PROBLEM REQUIREMENTS ->
Below is a listing to transcribe in full and exactly; keep the pictures out.

[Excerpts from point annotation data]
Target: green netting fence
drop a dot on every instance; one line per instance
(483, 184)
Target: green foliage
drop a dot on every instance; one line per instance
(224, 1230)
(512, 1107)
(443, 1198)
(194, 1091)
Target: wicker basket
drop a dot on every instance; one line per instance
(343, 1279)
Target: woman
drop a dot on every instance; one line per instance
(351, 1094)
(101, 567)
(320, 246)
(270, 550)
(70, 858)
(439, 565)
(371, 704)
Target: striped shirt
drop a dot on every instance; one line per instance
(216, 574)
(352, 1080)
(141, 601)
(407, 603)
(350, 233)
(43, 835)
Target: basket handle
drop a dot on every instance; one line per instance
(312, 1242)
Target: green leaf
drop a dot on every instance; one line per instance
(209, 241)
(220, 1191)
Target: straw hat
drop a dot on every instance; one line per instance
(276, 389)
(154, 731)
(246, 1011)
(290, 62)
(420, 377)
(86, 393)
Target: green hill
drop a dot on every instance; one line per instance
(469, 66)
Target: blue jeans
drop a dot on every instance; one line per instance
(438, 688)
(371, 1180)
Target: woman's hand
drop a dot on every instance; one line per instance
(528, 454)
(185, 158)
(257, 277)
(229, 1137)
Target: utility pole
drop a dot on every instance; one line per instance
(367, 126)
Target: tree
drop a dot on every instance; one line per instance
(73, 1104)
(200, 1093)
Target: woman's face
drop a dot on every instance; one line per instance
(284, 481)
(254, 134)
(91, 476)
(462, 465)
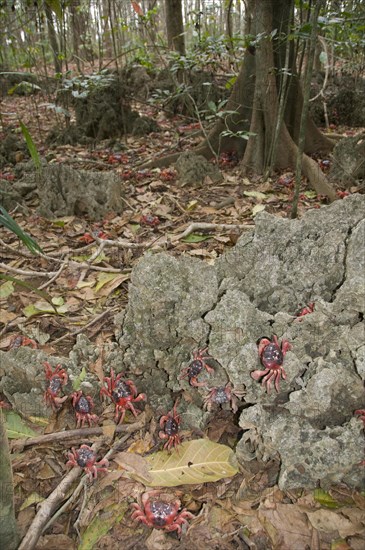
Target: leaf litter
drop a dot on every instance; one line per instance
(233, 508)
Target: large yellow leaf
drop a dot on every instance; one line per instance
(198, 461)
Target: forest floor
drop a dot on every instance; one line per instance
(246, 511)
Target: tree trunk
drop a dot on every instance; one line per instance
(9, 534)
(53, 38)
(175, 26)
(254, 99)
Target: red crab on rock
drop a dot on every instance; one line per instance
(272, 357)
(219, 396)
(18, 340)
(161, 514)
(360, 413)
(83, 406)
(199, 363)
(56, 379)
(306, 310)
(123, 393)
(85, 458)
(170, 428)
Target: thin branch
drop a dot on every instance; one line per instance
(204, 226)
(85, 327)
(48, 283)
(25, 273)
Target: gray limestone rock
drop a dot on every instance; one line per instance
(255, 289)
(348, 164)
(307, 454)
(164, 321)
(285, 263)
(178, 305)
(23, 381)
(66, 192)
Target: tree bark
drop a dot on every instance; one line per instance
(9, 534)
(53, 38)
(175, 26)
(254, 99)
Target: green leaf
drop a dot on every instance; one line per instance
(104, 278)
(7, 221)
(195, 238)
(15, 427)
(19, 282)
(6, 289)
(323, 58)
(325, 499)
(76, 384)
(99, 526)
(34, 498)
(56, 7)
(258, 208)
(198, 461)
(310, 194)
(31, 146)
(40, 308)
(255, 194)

RESPONSE TO THE TASK ->
Target: green netting fence
drop a dot on every instance; one line per instance
(483, 184)
Target: green foliage
drop a dot on every instance; one line per instance
(224, 1230)
(512, 1107)
(443, 1198)
(194, 1091)
Target: wicker basket
drop a dot on every instance; one line per instance
(343, 1279)
Target: woman
drop a dot on every instance; one line per instance
(351, 1094)
(101, 567)
(320, 246)
(270, 550)
(70, 858)
(439, 565)
(371, 704)
Target: striped shirt
drop a dot on every instance; one line per instance
(216, 574)
(352, 1080)
(141, 601)
(407, 603)
(350, 233)
(43, 835)
Target: basket handle
drop a dot on every instance; one line per instance
(312, 1242)
Target: green leaf
drop a dot on every instance; one line per instance
(209, 241)
(220, 1191)
Target: straw hat
drop a dot on every instance; one line per instance
(276, 389)
(154, 731)
(246, 1011)
(290, 62)
(420, 377)
(86, 393)
Target: green hill
drop a dot on every instance; one line per instance
(469, 66)
Target: blue jeans
drop a dot on every instance; one line per instance
(438, 688)
(371, 1180)
Target: woman's hand
drop a dot on every instance; one line per instance
(528, 454)
(185, 158)
(257, 277)
(229, 1137)
Target: utility pole
drop a dot on every instance; one line per instance
(367, 126)
Target: tree
drop a dot on every instance; one line per instance
(73, 1104)
(200, 1093)
Target: woman's face
drop a dot on every instance; one line per instance
(284, 481)
(254, 134)
(91, 476)
(462, 465)
Target: leaf litter
drop a dot on every instance; one line per instance
(233, 508)
Target: large yellow leaf
drop a dot on every instance; one line per instance
(198, 461)
Target: forest floor
drop a dot on every instance; one line per instance
(246, 511)
Target: tree trunk
drop a dot on every instance; one line per instance
(9, 534)
(53, 38)
(175, 26)
(254, 99)
Target: red crab on rock
drop a dot on every instance; one line per instance
(272, 357)
(219, 396)
(18, 340)
(161, 514)
(360, 413)
(83, 406)
(199, 363)
(56, 379)
(306, 310)
(123, 393)
(85, 458)
(170, 428)
Target: thin branch
drop a dot on every instance; one line per instance
(204, 226)
(85, 327)
(48, 283)
(25, 273)
Target: gray limestone rock
drop a dot on every instance; one line per instance
(255, 289)
(348, 164)
(307, 454)
(164, 321)
(285, 263)
(178, 305)
(23, 381)
(66, 192)
Target: tree bark
drop a dot on every instance; one line per instance
(9, 534)
(53, 38)
(175, 26)
(254, 99)
Target: green leaf
drop a dot on every instance; one line per instance
(104, 278)
(7, 221)
(195, 238)
(15, 427)
(19, 282)
(6, 289)
(323, 58)
(325, 499)
(76, 384)
(99, 526)
(34, 498)
(56, 7)
(258, 208)
(198, 461)
(310, 194)
(31, 146)
(40, 308)
(255, 194)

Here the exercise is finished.